### Request A
In the statutory-construction passage below, rewrite the paragraph beginning "Moreover, we determine legislative intent" as a short bulleted list that keeps its main points.
### Request B
According to the statutory-construction passage below, what does Subchapter F require the Commission to publish every year?
### Request C
Continue the statutory-construction passage below, picking up right after its final sentence.

Construction of the Act’s provisions for registry and cleanup of Superfund sites and for enforcement of administrative orders
We review issues of statutory construction de novo. Texas Lottery Comm’n v. First
State Bank of DeQueen, 325 S.W.3d 628, 635 (Tex. 2010). Our primary objective when construing
statutes is to give effect to the Legislature’s intent, which we seek first and foremost in the text of
the statute. First Am. Title Ins. Co. v. Combs, 258 S.W.3d 627, 631-32 (Tex. 2008). The plain
meaning of the text is the best expression of legislative intent, unless a different meaning is apparent
from the context or application of the plain language would lead to absurd results. Molinet
v. Kimbrell, 356 S.W.3d 407, 411 (Tex. 2011). When a statute’s words are unambiguous, “it is
inappropriate to resort to rules of construction or extrinsic aids to construe the language.” City of
Rockwall v. Hughes, 246 S.W.3d 621, 626 (Tex. 2008).
Moreover, we determine legislative intent from the entire statute, not just its isolated
provisions. 20801, Inc. v. Parker, 249 S.W.3d 392, 396 (Tex. 2008). “Thus, we ‘read the statute
as a whole and interpret it to give effect to every part.’” State ex rel. State Dep’t of Highways & Pub.
Transp. v. Gonzalez, 82 S.W.3d 322, 327 (Tex. 2002) (quoting Jones v. Fowler, 969 S.W.2d 429,
432 (Tex. 1998)). Consequently, when considering the interplay of the various Sections of the Act,
we must consider their role in the broader statutory scheme. See 20801, Inc., 249 S.W.3d at 396.
With these principles in mind, we turn to consideration of the two types of Superfund orders that the
Act allows the Commission to issue.
Section 361.188 is found in Subchapter F, which covers the registry and cleanup of
certain hazardous-waste facilities. See Tex. Health & Safety Code §§ 361.181-.203. Under this
Subchapter, the Commission is required to annually publish an updated state registry identifying
those facilities “that may constitute an imminent and substantial endangerment to public health and
safety or the environment due to a release or threatened release of hazardous substances into the
environment” and identifying the relative priority for action at each listed facility. Id. § 361.181.

### Data shown
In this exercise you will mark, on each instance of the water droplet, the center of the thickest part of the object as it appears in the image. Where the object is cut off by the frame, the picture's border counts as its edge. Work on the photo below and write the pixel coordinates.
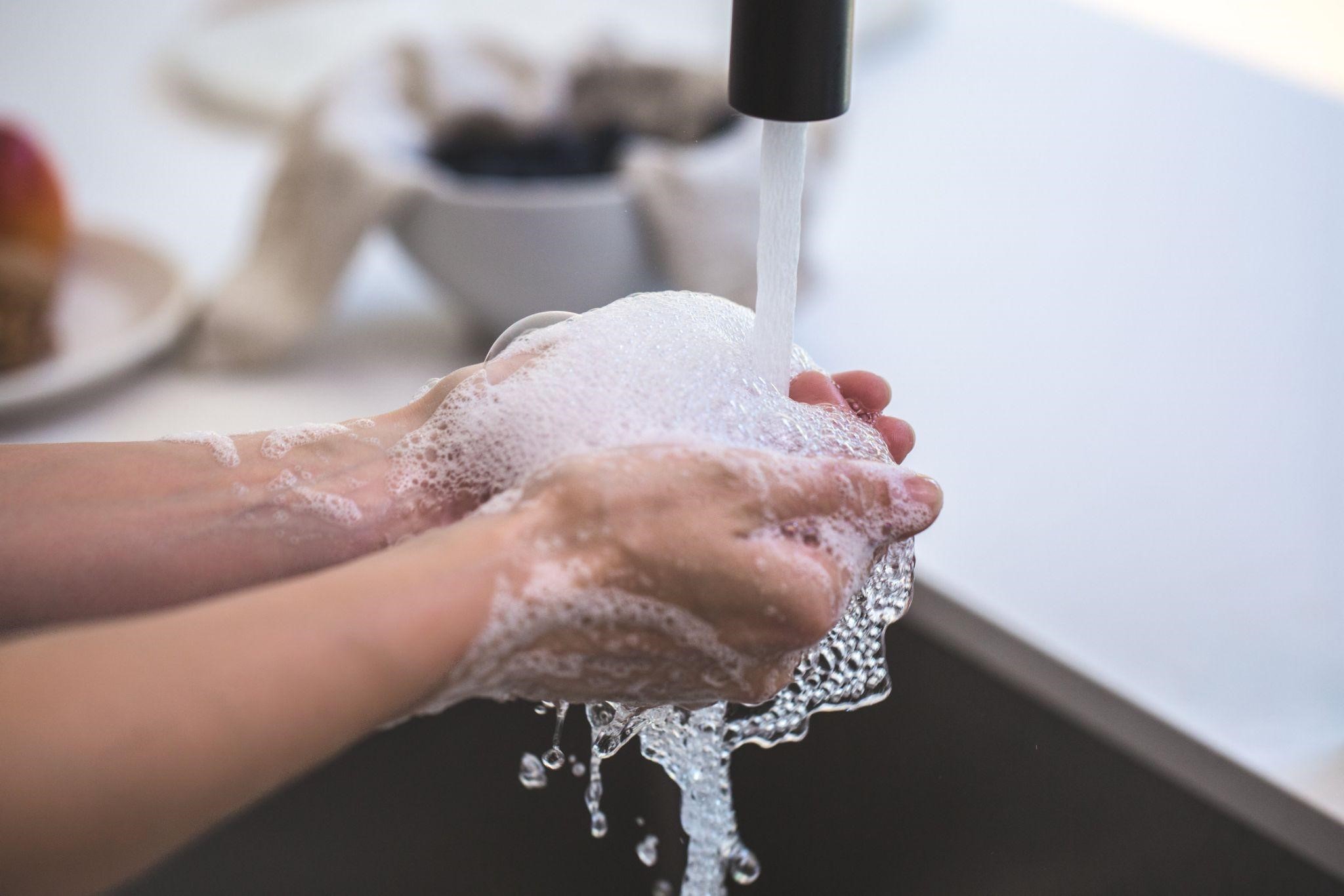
(598, 828)
(531, 774)
(601, 714)
(648, 851)
(744, 865)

### Exercise answer A
- Legislative intent is determined from the entire statute, not from isolated provisions.
- The statute is read as a whole and interpreted to give effect to every part.
- The interplay of the Act's Sections must therefore be considered in light of their role in the broader statutory scheme.
- With these principles, the court turns to the two types of Superfund orders that the Act allows the Commission to issue.

### Exercise answer B
An updated state registry identifying facilities that may constitute an imminent and substantial endangerment to public health and safety or the environment due to a release or threatened release of hazardous substances, along with the relative priority for action at each listed facility.

### Exercise answer C
Subchapter F further establishes a process by which the Commission may investigate listed facilities
or facilities that the executive director has reason to believe should be listed on the registry.
Id. § 361.182.
Subchapter F empowers the executive director to submit requests for information and
document production to persons who may have relevant information. Id. § 361.182. The
Commission may not list a facility on the registry if the potential endangerment can be resolved by
the owner or operator; some or all of the potentially responsible parties identified in Subchapter I
(which deals with enforcement), see id. § 361.271 (defining person responsible for solid waste),
under an agreed administrative order issued by the Commission; or a voluntary cleanup agreement
under Subchapter S. Id. § 361.183.
If, however, the executive director determines that a facility is eligible for listing on
the state registry, the Commission must publish notice of its intent to list the facility and allow
interested parties to submit written comments and request a public meeting to discuss the proposed
listing. Id. § 361.184(a). Furthermore, the executive director must “make all reasonable efforts to
identify all potentially responsible parties for remediation of the facility” and notify them of the
proposed listing and procedure for requesting a public meeting, as well as notice of the meeting if
one is requested. Id. § 361.184(b)-(c).
If a public meeting is held, it “is legislative in nature and not a contested case hearing
under Chapter 2001, Government Code.” Id. § 361.184(e). The meeting’s purpose is only to obtain
“additional information regarding the facility relative to the eligibility of the facility for listing on
the state registry and the identification of potentially responsible parties.” Id. In other words, the
meeting does not provide an opportunity for potentially responsible parties to contest liability.
After the public meeting (or opportunity to request it has passed) and before the
Commission lists the facility on the registry, it must allow all identified potentially responsible
parties the opportunity to fund or conduct “a remedial investigation/feasibility study.” Id. § 361.185.
If a good-faith offer from all or some potentially responsible parties is received within 90 days after
the Commission issues notice of the potential listing, then those making the offer have an additional
60 days to negotiate an agreed administrative order from the Commission, which must include a
scope of work but which “may not require the participating potentially responsible parties to agree
to perform the remedial action or admit liability for the facility remediation.” Id. § 361.185(a).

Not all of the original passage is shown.